[Dataset entries]
********************

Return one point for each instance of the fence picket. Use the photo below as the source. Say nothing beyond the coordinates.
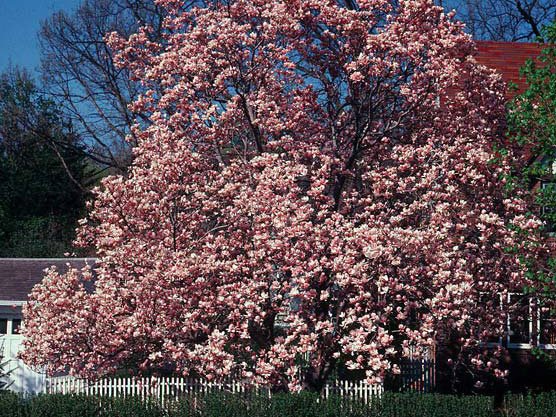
(417, 374)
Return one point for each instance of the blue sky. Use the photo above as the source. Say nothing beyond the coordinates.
(19, 23)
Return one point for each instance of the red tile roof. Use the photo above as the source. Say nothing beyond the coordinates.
(507, 58)
(18, 276)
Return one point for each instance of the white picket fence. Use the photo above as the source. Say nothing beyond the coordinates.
(165, 389)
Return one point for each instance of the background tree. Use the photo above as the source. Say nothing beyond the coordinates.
(317, 187)
(79, 74)
(505, 20)
(42, 174)
(532, 126)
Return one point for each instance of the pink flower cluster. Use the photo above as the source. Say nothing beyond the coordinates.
(317, 187)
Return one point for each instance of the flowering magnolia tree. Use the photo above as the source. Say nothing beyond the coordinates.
(318, 188)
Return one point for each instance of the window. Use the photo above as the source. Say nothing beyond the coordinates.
(547, 327)
(16, 326)
(10, 326)
(519, 321)
(547, 200)
(494, 327)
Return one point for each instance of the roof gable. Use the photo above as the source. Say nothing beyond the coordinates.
(507, 58)
(18, 276)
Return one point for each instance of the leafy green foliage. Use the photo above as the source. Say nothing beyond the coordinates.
(280, 405)
(532, 126)
(42, 177)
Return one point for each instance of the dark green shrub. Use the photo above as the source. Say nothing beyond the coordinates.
(280, 405)
(11, 404)
(130, 407)
(59, 405)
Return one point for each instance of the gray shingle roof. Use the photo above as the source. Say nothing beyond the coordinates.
(19, 275)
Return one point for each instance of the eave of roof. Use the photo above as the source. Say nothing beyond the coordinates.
(18, 276)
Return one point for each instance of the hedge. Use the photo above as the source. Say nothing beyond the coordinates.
(280, 405)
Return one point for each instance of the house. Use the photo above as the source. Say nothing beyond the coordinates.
(17, 278)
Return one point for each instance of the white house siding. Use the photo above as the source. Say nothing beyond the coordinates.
(21, 377)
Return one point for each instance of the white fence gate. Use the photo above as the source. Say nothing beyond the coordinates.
(170, 388)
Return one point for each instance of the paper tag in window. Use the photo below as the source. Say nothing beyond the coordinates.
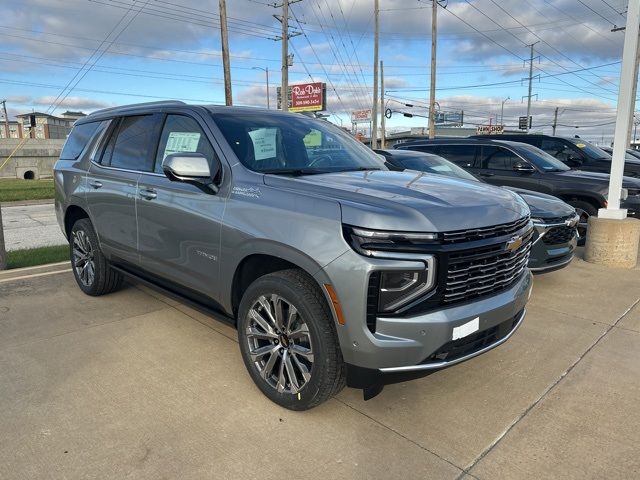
(466, 329)
(179, 142)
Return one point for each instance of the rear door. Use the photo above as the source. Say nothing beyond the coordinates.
(497, 165)
(179, 224)
(112, 184)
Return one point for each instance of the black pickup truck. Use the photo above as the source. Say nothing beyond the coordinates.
(521, 165)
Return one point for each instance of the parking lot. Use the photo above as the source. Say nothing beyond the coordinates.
(135, 385)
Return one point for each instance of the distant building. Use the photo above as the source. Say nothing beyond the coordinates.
(47, 126)
(15, 129)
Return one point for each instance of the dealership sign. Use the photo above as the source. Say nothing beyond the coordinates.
(489, 129)
(358, 116)
(306, 97)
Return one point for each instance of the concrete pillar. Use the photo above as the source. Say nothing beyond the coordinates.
(613, 242)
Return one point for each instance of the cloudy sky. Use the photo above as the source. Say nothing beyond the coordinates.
(88, 54)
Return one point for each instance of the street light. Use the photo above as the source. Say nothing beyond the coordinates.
(502, 110)
(265, 70)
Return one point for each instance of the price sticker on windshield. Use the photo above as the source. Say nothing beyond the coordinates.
(466, 329)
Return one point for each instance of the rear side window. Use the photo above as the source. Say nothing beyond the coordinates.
(182, 134)
(131, 148)
(461, 155)
(78, 139)
(498, 158)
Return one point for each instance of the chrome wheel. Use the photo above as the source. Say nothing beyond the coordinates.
(582, 222)
(279, 343)
(83, 259)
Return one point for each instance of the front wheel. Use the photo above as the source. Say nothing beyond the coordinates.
(93, 273)
(288, 340)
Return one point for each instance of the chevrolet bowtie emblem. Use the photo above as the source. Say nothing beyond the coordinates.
(513, 244)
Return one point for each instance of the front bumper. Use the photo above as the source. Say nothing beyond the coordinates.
(402, 343)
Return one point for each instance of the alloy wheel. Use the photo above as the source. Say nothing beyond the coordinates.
(83, 259)
(279, 343)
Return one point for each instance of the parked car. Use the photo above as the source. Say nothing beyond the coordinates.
(574, 152)
(555, 236)
(332, 268)
(521, 165)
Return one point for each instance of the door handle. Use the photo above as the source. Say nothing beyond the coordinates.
(148, 193)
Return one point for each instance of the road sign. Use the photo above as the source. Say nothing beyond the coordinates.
(358, 116)
(522, 122)
(489, 129)
(306, 97)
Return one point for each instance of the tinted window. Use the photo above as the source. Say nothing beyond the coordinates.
(271, 142)
(130, 149)
(498, 158)
(462, 155)
(182, 134)
(78, 139)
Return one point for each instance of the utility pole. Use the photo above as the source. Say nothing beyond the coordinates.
(374, 110)
(434, 48)
(530, 86)
(6, 119)
(382, 116)
(502, 110)
(224, 34)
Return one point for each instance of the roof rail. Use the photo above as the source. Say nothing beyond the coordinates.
(145, 104)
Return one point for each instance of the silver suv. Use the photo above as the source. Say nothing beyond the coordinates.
(333, 269)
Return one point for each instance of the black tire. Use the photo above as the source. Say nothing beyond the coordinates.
(327, 372)
(585, 210)
(104, 279)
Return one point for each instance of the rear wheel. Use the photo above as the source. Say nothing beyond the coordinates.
(584, 211)
(91, 269)
(288, 340)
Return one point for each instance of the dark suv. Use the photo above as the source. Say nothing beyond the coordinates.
(574, 152)
(334, 269)
(523, 166)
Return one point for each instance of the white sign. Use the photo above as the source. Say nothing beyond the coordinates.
(358, 116)
(489, 129)
(264, 142)
(466, 329)
(182, 142)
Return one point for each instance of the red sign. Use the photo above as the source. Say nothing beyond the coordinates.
(307, 97)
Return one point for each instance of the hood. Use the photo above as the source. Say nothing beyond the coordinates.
(600, 178)
(543, 205)
(409, 200)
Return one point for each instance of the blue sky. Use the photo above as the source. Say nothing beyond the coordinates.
(112, 52)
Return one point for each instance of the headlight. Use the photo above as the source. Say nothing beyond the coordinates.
(399, 288)
(365, 241)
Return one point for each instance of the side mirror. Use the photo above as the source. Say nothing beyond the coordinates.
(191, 168)
(523, 167)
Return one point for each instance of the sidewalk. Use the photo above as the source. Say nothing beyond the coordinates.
(30, 226)
(134, 385)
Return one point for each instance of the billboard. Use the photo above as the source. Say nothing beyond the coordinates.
(306, 97)
(489, 129)
(358, 116)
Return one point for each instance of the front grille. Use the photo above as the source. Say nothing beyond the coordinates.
(558, 235)
(472, 273)
(465, 346)
(472, 234)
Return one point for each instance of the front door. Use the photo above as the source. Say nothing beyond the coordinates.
(178, 223)
(112, 185)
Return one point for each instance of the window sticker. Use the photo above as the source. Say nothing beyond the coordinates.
(264, 143)
(182, 142)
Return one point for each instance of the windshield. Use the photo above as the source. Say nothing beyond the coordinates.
(589, 149)
(540, 158)
(435, 164)
(293, 144)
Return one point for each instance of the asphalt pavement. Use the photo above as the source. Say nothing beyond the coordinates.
(31, 226)
(135, 385)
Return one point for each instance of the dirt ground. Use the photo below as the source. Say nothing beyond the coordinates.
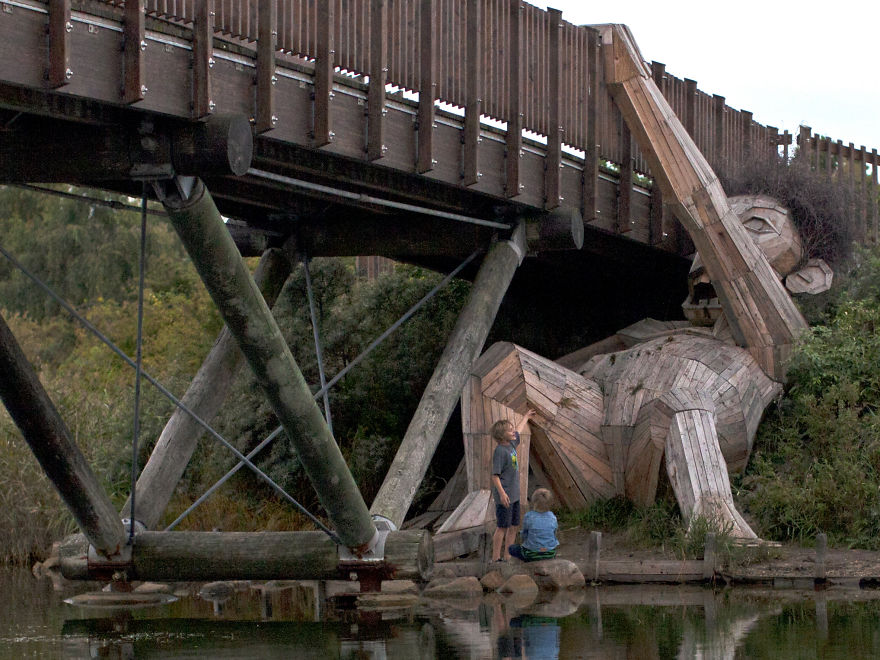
(753, 563)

********************

▶ **TASK PROMPT**
What is needed is a word-for-word copy of the data above, free of any images.

▶ **ANSWER**
Return one point for each instance of the fence picket. Use the photo below as the source. Say nothing beyond the coordinates.
(417, 374)
Return one point for each instance of the blue sky. Use the photo above as the source. Say nothing beyond the coordinates.
(19, 23)
Return one point for each instance of the red tile roof. Use the photo above as the source. Say nothing beyond the coordinates.
(507, 58)
(18, 276)
Return one point for each instance of the white picket fence. Use the photo above as the source. Say nothing beyond the coordinates.
(165, 389)
Return one point for each instance of the background tree. Use the photo above as the source. Say nothing beyond the coordinates.
(317, 187)
(79, 74)
(505, 20)
(42, 174)
(532, 126)
Return one point for each instance of the pink flower cluster. Use the photo above as the source. Say nothing beyond the coordinates.
(317, 187)
Return one point for each instance of the flowering magnolia tree. Use the photo above as the source. Say nothing beyond the coordinates.
(318, 188)
Return one point for each instance of the window. Use the photo above as the source. Say nothing beyond the coordinates.
(547, 327)
(16, 326)
(10, 326)
(519, 321)
(547, 200)
(494, 327)
Return one point for each instance of the roof gable. Use the photo above as the source. Say nothing beyond the coordinates.
(507, 58)
(18, 276)
Return one point for each instance of the leafy green foliage. Use the photo above as the source. Say nothing beyond the coordinates.
(280, 405)
(532, 126)
(42, 177)
Return one point for each instance of the dark green shrub. Use the photo above as the source. Say nothing beyond the coordinates.
(280, 405)
(11, 404)
(130, 407)
(59, 405)
Return one point for each instance of the gray shingle roof. Use the photo above as the source. Say nothing beyond the coordinates.
(19, 275)
Return one point for each instance of the eave of roof. Use the photo above as the source. Say nothing beyond the coordinates.
(18, 276)
Return one point for each instance of the hedge. Use the photo above as the source. Say nothing beyond the coordinates.
(280, 405)
Return one point for each instance of the house. Use the photo above as the source. Say nothing beyond the coordinates.
(17, 278)
Return one point for each instance of the white house siding. Use the photo above as the source. Say nothing beyond the coordinates.
(21, 377)
Return one point for each instance of the white fence gate. Use the photo above as the source. Say nothing beyond the coordinates.
(170, 388)
Return one point for each instance of the paper tag in window. Use the photo below as the source. Say nothing beyond the coordinates.
(466, 329)
(179, 142)
Return one point for each instance of the rear door. Use the photo above as the source. Say nothing beyond the coordinates.
(497, 165)
(179, 224)
(112, 184)
Return one point for each instance of the black pickup truck. Use the photo above as the source. Say nothing beyond the coordinates.
(521, 165)
Return one point for each instance of the parking lot. Use the photo above as the source. Say nothing beyond the coordinates.
(135, 385)
Return one point for each instance of the distant building. Use the photo above as the source. Say nothing beyond the coordinates.
(47, 126)
(15, 129)
Return one point for each instance of the dealership sign. Use the photo above as the source. Say nothing beyond the coordinates.
(489, 129)
(358, 116)
(306, 97)
Return one point for each instance of the concrete pillar. Use the photo above as the source. Say nothing beyond the coordinates.
(613, 242)
Return one point for each instance of the cloudy sky. Use the photo above as the source. Say nothing beyond the coordinates.
(88, 54)
Return one point for each instance of the street light. Use the photo above as the source. Say nothing beyond the coordinates.
(502, 110)
(265, 70)
Return one point for each instance of the price sticker on windshield. Use the photo above as the source. Say nothing beyond the coordinates.
(466, 329)
Return one point for each instance of the rear side window. Use the photo above as the source. Say nothing beyond the coordinates.
(182, 134)
(131, 148)
(461, 155)
(78, 139)
(498, 158)
Return one point for each instance of the chrome wheel. Use the photo above as the source. Say nothing beyond the coordinates.
(582, 222)
(279, 343)
(83, 259)
Return one point for each instance of the front wheel. Use the photo above as the source. Say nothing beyond the coordinates.
(93, 273)
(288, 340)
Return one point for each instance of the chevrolet bowtie emblem. Use the photo above as the source. Say nothing beyond the coordinates.
(513, 244)
Return one point for each instance of the front bumper. Use the photo above as the source. Say nothing beyond the coordinates.
(402, 343)
Return one point for each instance of the alloy wheel. Use the photo above as the source. Say nothing beyond the coordinates.
(83, 259)
(279, 343)
Return one point for each instance of the parked car. Use the photo above as the source. Say nothing beyond the coordinates.
(574, 152)
(555, 236)
(332, 268)
(521, 165)
Return one point for each instance of the door handle. Use the photo above as the source. Say nothing beyond the coordinates.
(148, 193)
Return one point for each instance of the road sign. Use the photo above as the source. Say nothing beyond the coordinates.
(358, 116)
(522, 122)
(489, 129)
(306, 97)
Return one point for each instance of the tinted window. Use the photo above as the source. Say nothing beyond the coordinates.
(271, 142)
(130, 149)
(498, 158)
(462, 155)
(182, 134)
(78, 139)
Return one point for each instance of the utility pole. Use the photo above as the source. Say nothing beyond the coordinates.
(374, 110)
(434, 48)
(530, 86)
(6, 119)
(382, 116)
(502, 110)
(224, 34)
Return one point for each instance of the roof rail. Use the photo above as the source. Say nothing beyond the coordinates.
(145, 104)
Return one point for each instance of the silver suv. Use the photo above as the source. Say nothing beyond the coordinates.
(333, 269)
Return one point for each instance of the black tire. Use the photo above as the source. Say nothing beyond the coordinates.
(327, 372)
(585, 210)
(104, 279)
Return one point for each instance of the rear wheel. Use the photo above as the source. Say nothing beyond the coordinates.
(584, 211)
(91, 269)
(288, 340)
Return one point for each instance of the dark suv. Use the photo above as the source. Say nothing beyond the coordinates.
(574, 152)
(334, 269)
(523, 166)
Return one point for each instance of the white sign. Use the photo above as the source. Say nothing beyond the coordinates.
(358, 116)
(489, 129)
(264, 142)
(466, 329)
(182, 142)
Return one point for each instance of the red sign. Use the photo above as the source. Say nothing beyond the coordinates.
(307, 97)
Return one point for each instance of the hood. Use the photo above as the source. Say nothing beyond the coordinates.
(600, 178)
(543, 205)
(409, 200)
Return one point for each instance of the blue sky. Use the photo above as the source. Say nothing beyond the coordinates.
(112, 52)
Return one point for each instance of the headlight. Use the photo above as the source. Say nothing beyond the coordinates.
(399, 288)
(365, 241)
Return one point for each instance of the side mirror. Use the photo above as the source. Say nothing beyond the coordinates.
(191, 168)
(523, 167)
Return one point for each instance of the sidewalk. Use the photo above as the source. Say nothing beyond the coordinates.
(30, 226)
(134, 385)
Return one point for each instance of the billboard. Use the photo above as the source. Say nothing beyond the coordinates.
(306, 97)
(489, 129)
(358, 116)
Return one point for each instance of the front grille. Use the photo above as the source. Say nothing beyond the coordinates.
(558, 235)
(472, 273)
(465, 346)
(472, 234)
Return one point for each instance of the front door. Use the photo above as the source. Say nothing beyond the coordinates.
(178, 223)
(112, 185)
Return one point for each instance of the window sticker. Use the photo above as the source. Say nothing beyond the coordinates.
(264, 143)
(182, 142)
Return one point for each instance of the windshield. Use the photo above as the source. Say nothing beyond the coordinates.
(589, 149)
(540, 158)
(435, 164)
(293, 144)
Return one point for each instance of the asphalt pavement. Use the photo above as the source. Say nothing beyond the coordinates.
(31, 226)
(135, 385)
Return one point for each instance of the dirt ground. Use the photo below as the source. Say nothing beyond the coordinates.
(753, 563)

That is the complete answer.